- PROBLEM TO WORK ON
Restate the entries below verbatim.

- Collected data
☆ ☆ ☆ ☆

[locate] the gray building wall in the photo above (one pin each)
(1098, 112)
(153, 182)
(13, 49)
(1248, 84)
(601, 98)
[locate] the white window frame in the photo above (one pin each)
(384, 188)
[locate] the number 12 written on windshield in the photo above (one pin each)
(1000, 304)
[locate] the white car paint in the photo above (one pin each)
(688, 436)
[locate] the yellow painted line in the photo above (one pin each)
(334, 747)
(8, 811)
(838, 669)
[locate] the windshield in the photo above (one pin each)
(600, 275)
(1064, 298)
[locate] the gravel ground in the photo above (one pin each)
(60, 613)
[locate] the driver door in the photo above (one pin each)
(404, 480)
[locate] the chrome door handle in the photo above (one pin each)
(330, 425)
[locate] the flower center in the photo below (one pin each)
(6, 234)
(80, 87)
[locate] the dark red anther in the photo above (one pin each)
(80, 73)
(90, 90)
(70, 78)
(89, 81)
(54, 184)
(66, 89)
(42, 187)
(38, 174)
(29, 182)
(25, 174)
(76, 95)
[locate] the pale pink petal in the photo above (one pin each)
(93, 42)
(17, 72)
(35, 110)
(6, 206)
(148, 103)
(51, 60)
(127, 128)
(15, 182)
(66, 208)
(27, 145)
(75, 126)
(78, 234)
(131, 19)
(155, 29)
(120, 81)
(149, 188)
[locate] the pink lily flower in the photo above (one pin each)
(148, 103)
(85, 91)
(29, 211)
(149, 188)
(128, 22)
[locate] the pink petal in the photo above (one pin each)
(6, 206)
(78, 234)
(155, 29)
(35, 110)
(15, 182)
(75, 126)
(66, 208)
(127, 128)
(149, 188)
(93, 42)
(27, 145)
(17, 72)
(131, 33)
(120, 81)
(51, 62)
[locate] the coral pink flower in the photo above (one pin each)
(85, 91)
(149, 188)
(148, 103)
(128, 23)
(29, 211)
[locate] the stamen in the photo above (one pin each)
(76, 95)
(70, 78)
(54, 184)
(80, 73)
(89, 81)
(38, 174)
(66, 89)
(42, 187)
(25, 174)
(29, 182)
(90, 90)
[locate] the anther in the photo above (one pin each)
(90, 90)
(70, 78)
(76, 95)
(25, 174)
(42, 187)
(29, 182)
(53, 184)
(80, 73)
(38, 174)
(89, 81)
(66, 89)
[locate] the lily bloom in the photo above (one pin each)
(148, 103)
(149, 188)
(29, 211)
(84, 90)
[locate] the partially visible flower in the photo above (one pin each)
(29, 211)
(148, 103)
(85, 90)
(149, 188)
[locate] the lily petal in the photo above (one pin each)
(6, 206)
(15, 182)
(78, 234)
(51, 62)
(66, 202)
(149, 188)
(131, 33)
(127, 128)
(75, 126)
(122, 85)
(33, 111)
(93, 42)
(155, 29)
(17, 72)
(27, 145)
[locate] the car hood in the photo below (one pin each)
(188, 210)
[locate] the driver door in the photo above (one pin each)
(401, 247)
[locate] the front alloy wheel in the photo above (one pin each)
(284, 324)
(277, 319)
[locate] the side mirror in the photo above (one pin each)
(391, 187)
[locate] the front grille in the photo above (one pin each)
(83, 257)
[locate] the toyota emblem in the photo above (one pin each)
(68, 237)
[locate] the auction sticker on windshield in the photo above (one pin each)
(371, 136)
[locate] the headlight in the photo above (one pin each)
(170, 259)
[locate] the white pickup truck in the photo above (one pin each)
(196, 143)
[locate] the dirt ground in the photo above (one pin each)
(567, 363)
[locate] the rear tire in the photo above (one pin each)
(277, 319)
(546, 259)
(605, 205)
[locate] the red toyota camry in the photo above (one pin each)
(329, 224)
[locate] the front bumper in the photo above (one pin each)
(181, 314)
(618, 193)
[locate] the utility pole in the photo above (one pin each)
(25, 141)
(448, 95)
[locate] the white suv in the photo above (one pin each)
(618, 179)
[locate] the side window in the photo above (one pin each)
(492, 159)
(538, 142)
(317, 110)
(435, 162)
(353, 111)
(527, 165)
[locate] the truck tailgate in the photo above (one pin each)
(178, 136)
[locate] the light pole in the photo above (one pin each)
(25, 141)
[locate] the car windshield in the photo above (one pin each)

☆ ☆ ☆ ☆

- ANSWER TO THE TASK
[locate] the gray building wall in the photo above (one pin each)
(1098, 112)
(153, 182)
(13, 49)
(1248, 84)
(601, 98)
[locate] the white window frame in the photo above (one pin each)
(384, 188)
[locate] the number 12 written on windshield in the photo above (one pin each)
(1000, 304)
[locate] the white car paint in the photo above (one pin each)
(688, 436)
[locate] the yellow painted line in the photo above (one pin each)
(334, 747)
(8, 811)
(838, 669)
[locate] the windshield in the photo above (one pin each)
(600, 275)
(1064, 298)
[locate] the gravel ground in the photo above (one pin each)
(60, 613)
[locate] the driver door in the photo above (one pin each)
(404, 480)
[locate] the chrome door handle in the photo above (one pin each)
(330, 425)
[locate] the flower center in the photo below (one pin each)
(6, 234)
(80, 87)
[locate] the dark red anther in the photo above (one pin each)
(80, 73)
(90, 90)
(70, 78)
(89, 81)
(54, 184)
(66, 89)
(42, 187)
(38, 174)
(29, 182)
(25, 174)
(76, 95)
[locate] the pale pink petal in the photo above (one pin each)
(93, 42)
(17, 72)
(35, 110)
(6, 206)
(148, 103)
(51, 60)
(127, 128)
(15, 182)
(66, 208)
(27, 145)
(75, 126)
(78, 234)
(131, 19)
(155, 29)
(120, 81)
(149, 188)
[locate] the pink lily flower in the photo above (one pin each)
(148, 103)
(85, 91)
(29, 211)
(149, 188)
(128, 22)
[locate] the pink petal in the photo above (one pin each)
(6, 206)
(78, 234)
(155, 29)
(35, 110)
(15, 182)
(75, 126)
(66, 208)
(127, 128)
(149, 188)
(93, 42)
(27, 145)
(17, 72)
(131, 33)
(120, 81)
(51, 62)
[locate] the coral pink flower in the photo above (one pin each)
(85, 91)
(149, 188)
(148, 103)
(128, 23)
(29, 211)
[locate] the stamen in the photo above (one pin each)
(76, 95)
(70, 78)
(54, 184)
(80, 73)
(89, 81)
(38, 174)
(66, 89)
(42, 187)
(25, 174)
(29, 182)
(90, 90)
[locate] the anther in the photo above (one pin each)
(90, 90)
(70, 78)
(76, 95)
(25, 174)
(42, 187)
(29, 182)
(53, 184)
(80, 73)
(38, 174)
(89, 81)
(66, 89)
[locate] the lily bloom in the photo above (one pin each)
(148, 103)
(149, 188)
(29, 211)
(84, 90)
[locate] the partially visible flower in the photo above (one pin each)
(29, 211)
(148, 103)
(85, 90)
(149, 188)
[locate] the lily petal in the photo above (one pin each)
(6, 206)
(15, 182)
(78, 234)
(51, 62)
(66, 202)
(149, 188)
(131, 33)
(127, 128)
(75, 126)
(122, 85)
(33, 111)
(93, 42)
(155, 29)
(17, 72)
(27, 145)
[locate] the car hood in the photo below (one pin each)
(188, 210)
[locate] the driver door in the photo above (one pin each)
(401, 247)
[locate] the front alloy wheel in the photo above (one pin each)
(284, 324)
(277, 319)
[locate] the side mirror in the photo above (one pin each)
(391, 187)
[locate] the front grille in the photo above (one pin each)
(83, 257)
[locate] the toyota emblem in the photo above (one pin each)
(68, 237)
[locate] the auction sticker on windshield in the photo above (one pin each)
(371, 136)
[locate] the headlight in the photo above (one pin each)
(170, 259)
[locate] the white pickup truck in the photo above (one pin each)
(196, 143)
[locate] the dirt ground in the photo above (one pin each)
(567, 363)
[locate] the rear tire in the photo above (one pin each)
(277, 319)
(546, 259)
(605, 205)
[locate] the red toyota camry in the photo above (one pin each)
(329, 224)
[locate] the front bumper in the photo above (one pin each)
(181, 314)
(618, 193)
[locate] the utility pole in the photo above (one pin each)
(25, 141)
(448, 95)
[locate] the white suv in the photo above (one pin each)
(618, 179)
[locate] the side window in the photo above (one pin each)
(492, 159)
(538, 142)
(317, 110)
(435, 162)
(353, 111)
(527, 165)
[locate] the truck tailgate in the photo above (one pin each)
(178, 136)
[locate] the light pole in the photo above (one pin each)
(25, 141)
[locate] the car windshield in the photo above (one pin each)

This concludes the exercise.